Task requirements:
(a) In the passage on perseverance, what fee was Daniel Webster promised for the insurance case?
(b) Transcribe the passage on perseverance between "An insurance case" and "gained the case.", inclusive.

Passage shown:
Content starts
Paul says: “Let us not be weary in well-doing; in due season we shall reap if we faint not.”

In a recent chat with an interviewer, Mr. Edison quite unconsciously preached a most powerful sermon on perseverance and patience.

He described his repeated efforts to make the phonograph reproduce the aspirated sound, and added: “From eighteen to twenty hours a day for the last seven months I have worked on this single word ‘specia.’ I said into the phonograph, ‘specia, specia, specia,’ but the instrument responded, ‘pecia, pecia, pecia.’ It was enough to drive one mad! But I held firm, and I have succeeded.”

An insurance case was brought to Daniel Webster when he was a young lawyer in Portsmouth. Only a small amount was involved, and a twenty-dollar fee was all that was promised. He saw that to do his client full justice, a journey to Boston would be desirable, in order to consult the law library. He would be out of pocket by the expedition, and for the time he would receive no adequate compensation. But he determined to do his best, cost what it might. He accordingly went to Boston and looked up the authorities, and gained the case.
Content ends
Extracted data entries
Content starts
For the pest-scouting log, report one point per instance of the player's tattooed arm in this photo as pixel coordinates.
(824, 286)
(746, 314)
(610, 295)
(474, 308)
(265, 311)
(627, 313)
Content ends
Solutions to each task:
(a) A twenty-dollar fee.

(b)
An insurance case was brought to Daniel Webster when he was a young lawyer in Portsmouth. Only a small amount was involved, and a twenty-dollar fee was all that was promised. He saw that to do his client full justice, a journey to Boston would be desirable, in order to consult the law library. He would be out of pocket by the expedition, and for the time he would receive no adequate compensation. But he determined to do his best, cost what it might. He accordingly went to Boston and looked up the authorities, and gained the case.